- _Task requirements_
a. Set down the beekeeping passage on queen bees exactly, from "Prior to swarming, the" up to and including "season and environment.".
b. Resume the passage on queen bees and their changing abdomen size, starting right after its last sentence.

Supplied text below:

Beautiful Queens and How They Can Change
One aspect of strong floral and temperature stimulation for the hives this year is the affect it has on the queens. Until I started raising queens, I did not fully appreciate the abdominal size fluctuation that is quite common in the lives of queen bees. When they first emerge, they're usually pretty decent looking but shrink down to go on their mating flights. Then their abdomens swell as their reproductive tissues activate.
Prior to swarming, the established queen often shrinks down prior to departure. This enables her to fly a meaningful distance. During her normal egg-laying season, she weighs too much to do much more than control her descent to the ground if she falls off a frame. After settling in at the new hive location, she goes back on an egg-laying diet that causes her abdomen to enlarge again. They can also shrink down substantially in the late fall/winter as they cease serious egg-laying. I remember the first time I went through a fall yard where brood-rearing had ceased and the queens had slimmed down...I first thought there had been a mass queen failure and the yard was lost. Then I spotted a little queen and realized everything was just symptomatic of poor forage and an absence of brood rearing due to the season and environment.
Caged queens also shrink down pretty substantially--that's why they're usually able to fly away if you pop open a cork instead of using a safer candy release.

End of Supplied text.
Material supplied below:

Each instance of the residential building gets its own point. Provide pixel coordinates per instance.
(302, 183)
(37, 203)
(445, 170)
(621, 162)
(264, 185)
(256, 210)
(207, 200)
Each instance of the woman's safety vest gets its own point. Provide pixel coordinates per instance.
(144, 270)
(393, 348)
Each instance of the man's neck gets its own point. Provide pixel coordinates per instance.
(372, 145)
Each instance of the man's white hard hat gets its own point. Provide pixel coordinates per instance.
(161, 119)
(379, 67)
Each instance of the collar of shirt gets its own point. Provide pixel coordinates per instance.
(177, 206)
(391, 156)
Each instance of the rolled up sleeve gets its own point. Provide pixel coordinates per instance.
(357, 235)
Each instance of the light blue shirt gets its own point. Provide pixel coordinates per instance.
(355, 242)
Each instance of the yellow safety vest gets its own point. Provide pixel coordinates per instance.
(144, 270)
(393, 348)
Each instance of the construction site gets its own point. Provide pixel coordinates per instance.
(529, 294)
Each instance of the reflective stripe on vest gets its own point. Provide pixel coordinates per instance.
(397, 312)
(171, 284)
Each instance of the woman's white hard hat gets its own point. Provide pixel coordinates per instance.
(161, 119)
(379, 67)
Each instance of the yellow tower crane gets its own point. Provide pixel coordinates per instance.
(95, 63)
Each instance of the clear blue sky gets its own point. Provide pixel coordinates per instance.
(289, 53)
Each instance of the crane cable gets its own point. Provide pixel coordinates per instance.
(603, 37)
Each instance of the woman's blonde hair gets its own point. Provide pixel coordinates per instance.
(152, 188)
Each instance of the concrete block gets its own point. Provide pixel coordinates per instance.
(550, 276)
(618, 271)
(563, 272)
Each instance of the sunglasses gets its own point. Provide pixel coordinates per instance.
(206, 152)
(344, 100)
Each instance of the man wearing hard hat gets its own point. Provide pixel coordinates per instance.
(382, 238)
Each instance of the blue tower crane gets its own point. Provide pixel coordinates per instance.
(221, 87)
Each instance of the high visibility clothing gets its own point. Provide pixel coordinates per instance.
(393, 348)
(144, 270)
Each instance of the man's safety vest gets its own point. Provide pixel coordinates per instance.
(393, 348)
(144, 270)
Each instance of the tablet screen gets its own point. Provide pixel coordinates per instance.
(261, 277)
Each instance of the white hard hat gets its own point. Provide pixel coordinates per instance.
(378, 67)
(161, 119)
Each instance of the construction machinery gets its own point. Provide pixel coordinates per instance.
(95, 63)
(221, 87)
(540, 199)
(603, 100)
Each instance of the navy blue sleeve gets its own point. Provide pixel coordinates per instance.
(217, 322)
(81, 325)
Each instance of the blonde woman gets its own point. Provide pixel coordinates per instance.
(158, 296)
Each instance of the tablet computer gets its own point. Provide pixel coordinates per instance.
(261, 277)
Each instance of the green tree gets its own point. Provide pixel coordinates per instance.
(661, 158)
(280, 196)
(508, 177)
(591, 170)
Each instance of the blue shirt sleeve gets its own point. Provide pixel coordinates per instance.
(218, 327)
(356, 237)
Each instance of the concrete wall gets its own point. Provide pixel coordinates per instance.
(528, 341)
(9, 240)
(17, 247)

End of Material supplied.

- _Task-by-task results_
a.
Prior to swarming, the established queen often shrinks down prior to departure. This enables her to fly a meaningful distance. During her normal egg-laying season, she weighs too much to do much more than control her descent to the ground if she falls off a frame. After settling in at the new hive location, she goes back on an egg-laying diet that causes her abdomen to enlarge again. They can also shrink down substantially in the late fall/winter as they cease serious egg-laying. I remember the first time I went through a fall yard where brood-rearing had ceased and the queens had slimmed down...I first thought there had been a mass queen failure and the yard was lost. Then I spotted a little queen and realized everything was just symptomatic of poor forage and an absence of brood rearing due to the season and environment.

b.
This year, however, a great number of queens in the production hives are gorgeously nourished and bordering on gargantuan. Here is a lady that appears to be 50-75% Carniolan who was busily laying many eggs in the combs of a flourishing hive:
In the following pic her attendants are attentively grooming her. She almost appears to be doing double-duty by checking out a cell with her head while poised to deposit an egg as well
Time will tell whether or not the beloved queens continue to maximize their potential. There are hives that contain a respectable surplus already, but most of them are on the brink of making a real crop. A bunch of supers have a few center combs that are whitened with fresh wax and holding a little honey. It will only take a couple of quality weeks to make a lot of headway. We got some rain recently that reinvigorated the Dutch clover and made soybeans much happier. I'm somewhat nervous about a cool-down of several degrees and a few approaching dates with a possibility of substantial rain. Such is life when beekeeping in the Midwest!